Zu erledigen -
a) Fasse den Absatz des Textes über IT-Sicherheit, der mit „Bei Tecoplan ist die potenzielle Angriffsfläche“ beginnt, als knappe Stichpunktliste zusammen und behalte dabei die wesentlichen Fakten bei.
b) Gib den Abschnitt des Textes über IT-Sicherheit wortgetreu wieder, der mit den Worten „Und wer wie“ anfängt und mit „kaum Schutz bietet.“ aufhört.
c) Wie oft ändert laut dem Text über IT-Sicherheit der genannte Token seine Nummer?

Quelldokument -
• • • • •

Bei Tecoplan ist die potenzielle Angriffsfläche das Anmelden mit Passwort. Stefan Strobel bezeichnet dies als „schwache Authentisierung“, die mit geeigneter Software zu knacken ist. Ausnahme: ein Pass-wort mit mindestens zehn Buchstaben inclusive Sonderzeichen. Nachteil: Niemand kann es sich merken. Weiterhin besteht die Gefahr, dass ein Passwort abgehört und missbraucht wird. Starken Schutz bietet hingegen neben einer Smart Card auch ein sogenannter Token, der in jeder Minute seine Nummer ändert. Die Zahl auf dem Gerät ist außer dem User nur noch dem Server bekannt, an dem sich der Anwender anmelden will. Ein Abhören nutzt also nichts, denn bis dahin hat sich die gültige Nummer wieder geändert.
Und wer wie Burkhard Hörnig, Produktmanager Mechanik und Maschinenbau der Münchner Autodesk GmbH, bei der internetbasierten Lösung Streamline auf „die gleiche Sicherheitsstufe wie Banken mit der 128-bit-Verschlüsselung“ vertraut, ist sehr von dem Guten im Menschen überzeugt. Denn dass sich „deshalb die Frage nach der Sicherheit kaum stellt“, ist nicht nur Stefan Strobel unerklärlich: „Das ist genau so, als wenn ein Automobilhersteller behauptet: Ich habe einen Airbag und damit ist das Thema Unfall für mich erledigt.“ Verschlüsselung ist ein Sicherheitselement, das alleine kaum Schutz bietet.

• • • • •

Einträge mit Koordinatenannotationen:
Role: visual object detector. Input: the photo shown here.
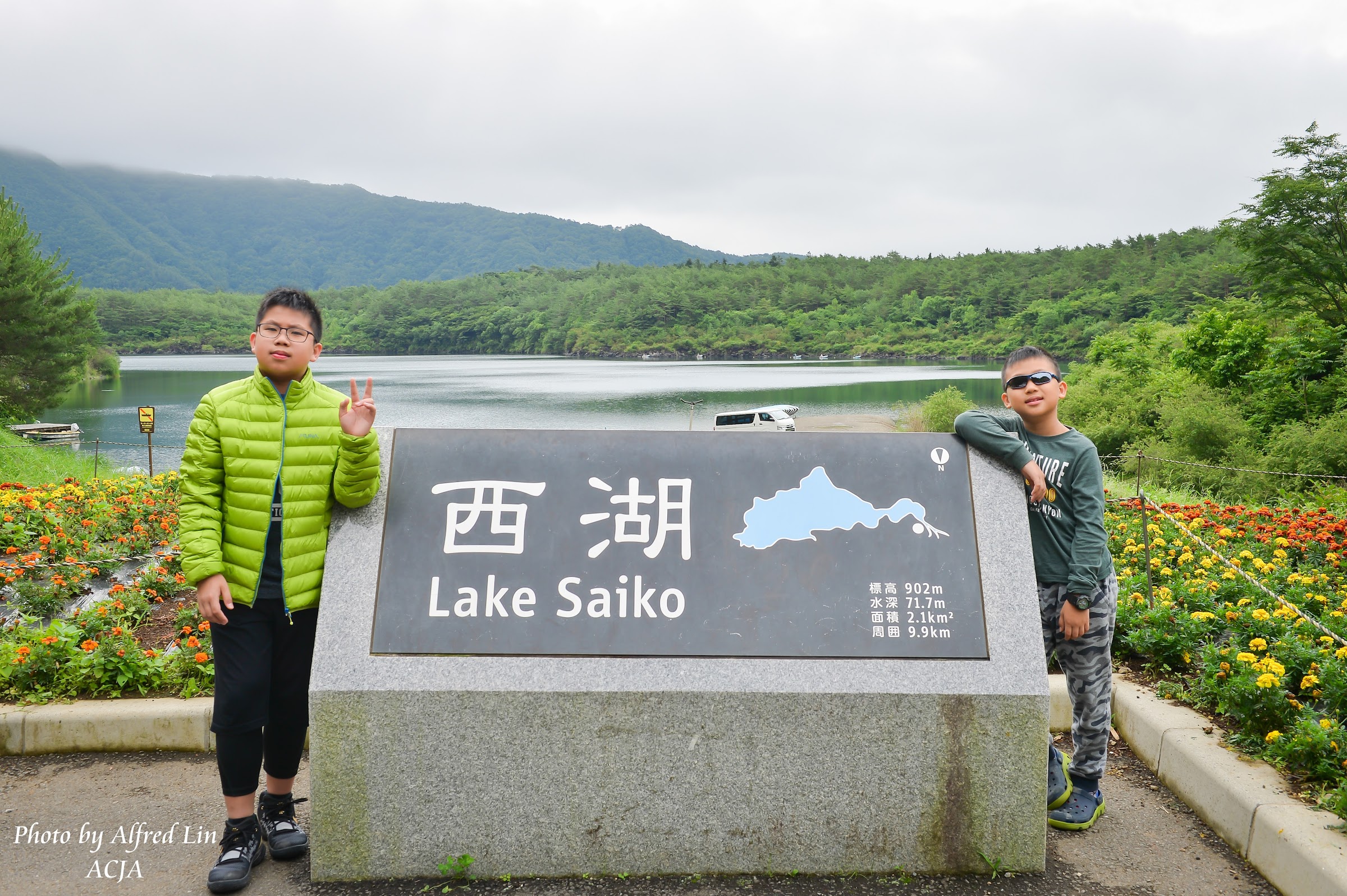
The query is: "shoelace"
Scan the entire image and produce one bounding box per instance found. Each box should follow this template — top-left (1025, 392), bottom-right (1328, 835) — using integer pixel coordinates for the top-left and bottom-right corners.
top-left (263, 796), bottom-right (309, 830)
top-left (216, 825), bottom-right (249, 865)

• • • • •

Ergebnisse je Aufgabe -
a)
- Bei Tecoplan ist die Anmeldung mit Passwort die potenzielle Angriffsfläche.
- Stefan Strobel nennt das „schwache Authentisierung“, die sich mit geeigneter Software knacken lässt.
- Ausnahme: ein Passwort mit mindestens zehn Buchstaben inklusive Sonderzeichen, das sich aber niemand merken kann.
- Passwörter können zudem abgehört und missbraucht werden.
- Starken Schutz bieten eine Smart Card oder ein Token, dessen Nummer sich jede Minute ändert.
- Die Nummer kennen nur der User und der Server, an dem er sich anmeldet.
- Abhören nützt nichts, weil die Nummer bis dahin schon wieder gewechselt hat.

b)
Und wer wie Burkhard Hörnig, Produktmanager Mechanik und Maschinenbau der Münchner Autodesk GmbH, bei der internetbasierten Lösung Streamline auf „die gleiche Sicherheitsstufe wie Banken mit der 128-bit-Verschlüsselung“ vertraut, ist sehr von dem Guten im Menschen überzeugt. Denn dass sich „deshalb die Frage nach der Sicherheit kaum stellt“, ist nicht nur Stefan Strobel unerklärlich: „Das ist genau so, als wenn ein Automobilhersteller behauptet: Ich habe einen Airbag und damit ist das Thema Unfall für mich erledigt.“ Verschlüsselung ist ein Sicherheitselement, das alleine kaum Schutz bietet.

c) In jeder Minute.